EXERCISE AIM — Reproduce the records precisely. Every line should be included.

########################################

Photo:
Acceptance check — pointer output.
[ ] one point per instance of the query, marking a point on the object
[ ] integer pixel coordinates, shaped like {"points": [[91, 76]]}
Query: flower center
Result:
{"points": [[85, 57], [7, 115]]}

########################################

YOUR SOLUTION —
Photo:
Acceptance check — pointer output.
[ ] one point per instance of the query, marking a point on the object
[ ] integer pixel coordinates, shaped like {"points": [[91, 76]]}
Query: flower center
Result:
{"points": [[85, 57], [7, 115]]}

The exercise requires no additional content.